> _AIM OF THE EXERCISE_: From the items below, pick out and copy every line that contains the string “curly”. Letter case must match.
▼
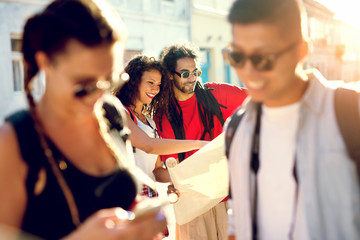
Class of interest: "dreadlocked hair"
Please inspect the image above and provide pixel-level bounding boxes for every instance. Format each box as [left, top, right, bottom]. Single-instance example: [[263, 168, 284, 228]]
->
[[22, 0, 123, 226]]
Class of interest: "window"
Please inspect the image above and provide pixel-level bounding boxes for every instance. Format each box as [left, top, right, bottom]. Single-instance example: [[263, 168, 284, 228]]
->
[[11, 37, 24, 92], [11, 35, 45, 99]]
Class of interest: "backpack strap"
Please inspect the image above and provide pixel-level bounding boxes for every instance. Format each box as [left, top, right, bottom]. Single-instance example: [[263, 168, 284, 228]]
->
[[5, 110, 46, 196], [225, 107, 245, 158], [334, 88, 360, 182], [124, 106, 137, 125]]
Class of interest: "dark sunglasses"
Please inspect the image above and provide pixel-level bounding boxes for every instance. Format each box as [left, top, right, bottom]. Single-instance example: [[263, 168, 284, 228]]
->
[[74, 73, 129, 98], [222, 42, 299, 71], [174, 69, 202, 79]]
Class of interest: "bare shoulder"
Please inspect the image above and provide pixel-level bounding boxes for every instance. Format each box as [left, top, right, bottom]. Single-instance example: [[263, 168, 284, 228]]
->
[[0, 123, 28, 227], [0, 122, 23, 167]]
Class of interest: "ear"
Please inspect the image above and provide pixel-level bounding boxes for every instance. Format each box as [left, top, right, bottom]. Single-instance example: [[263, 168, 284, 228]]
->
[[35, 51, 51, 72], [298, 40, 309, 62], [167, 73, 174, 81]]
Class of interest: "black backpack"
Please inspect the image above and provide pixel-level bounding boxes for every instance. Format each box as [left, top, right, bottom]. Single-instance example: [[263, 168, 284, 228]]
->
[[225, 88, 360, 183]]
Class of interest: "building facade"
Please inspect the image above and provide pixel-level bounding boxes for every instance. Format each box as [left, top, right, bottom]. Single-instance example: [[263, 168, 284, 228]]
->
[[0, 0, 191, 122], [303, 0, 360, 81], [191, 0, 241, 85]]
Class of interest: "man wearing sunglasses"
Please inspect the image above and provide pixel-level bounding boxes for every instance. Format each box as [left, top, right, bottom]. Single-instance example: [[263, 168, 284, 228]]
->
[[156, 43, 246, 240], [223, 0, 360, 240]]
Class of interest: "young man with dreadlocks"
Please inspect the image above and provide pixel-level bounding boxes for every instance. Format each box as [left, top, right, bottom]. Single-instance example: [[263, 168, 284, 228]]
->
[[155, 43, 246, 240]]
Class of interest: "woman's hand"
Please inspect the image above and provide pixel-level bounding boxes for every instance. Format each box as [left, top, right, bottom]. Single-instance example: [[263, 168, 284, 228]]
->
[[167, 184, 180, 203], [198, 140, 210, 149], [63, 208, 166, 240]]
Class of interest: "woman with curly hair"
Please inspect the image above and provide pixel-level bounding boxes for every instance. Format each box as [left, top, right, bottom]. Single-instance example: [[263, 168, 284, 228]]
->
[[115, 55, 207, 194]]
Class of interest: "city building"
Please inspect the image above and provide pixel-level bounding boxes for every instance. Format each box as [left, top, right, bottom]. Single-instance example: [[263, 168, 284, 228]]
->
[[0, 0, 191, 122]]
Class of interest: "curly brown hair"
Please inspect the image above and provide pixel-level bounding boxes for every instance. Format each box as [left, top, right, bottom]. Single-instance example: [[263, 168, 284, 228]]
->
[[115, 55, 171, 120]]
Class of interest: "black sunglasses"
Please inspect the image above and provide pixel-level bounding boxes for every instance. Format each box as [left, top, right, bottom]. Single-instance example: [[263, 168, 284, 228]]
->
[[74, 73, 129, 98], [222, 42, 299, 71], [174, 69, 202, 79]]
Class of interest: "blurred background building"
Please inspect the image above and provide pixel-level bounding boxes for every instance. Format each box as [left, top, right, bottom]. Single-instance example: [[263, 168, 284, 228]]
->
[[0, 0, 360, 122]]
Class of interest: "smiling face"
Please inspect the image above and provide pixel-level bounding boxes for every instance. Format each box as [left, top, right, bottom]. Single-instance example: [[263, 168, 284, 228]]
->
[[173, 57, 198, 101], [43, 40, 118, 113], [135, 69, 162, 106], [232, 22, 307, 107]]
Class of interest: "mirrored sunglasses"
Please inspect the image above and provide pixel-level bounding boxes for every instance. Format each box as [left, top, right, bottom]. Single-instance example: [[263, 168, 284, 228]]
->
[[174, 69, 202, 79]]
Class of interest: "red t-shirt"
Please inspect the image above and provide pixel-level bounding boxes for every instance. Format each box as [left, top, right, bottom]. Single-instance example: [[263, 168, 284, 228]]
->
▲
> _ANSWER FOR THIS EXERCISE_:
Class of interest: "woman with curly hair"
Class of interest: "curly brown hair"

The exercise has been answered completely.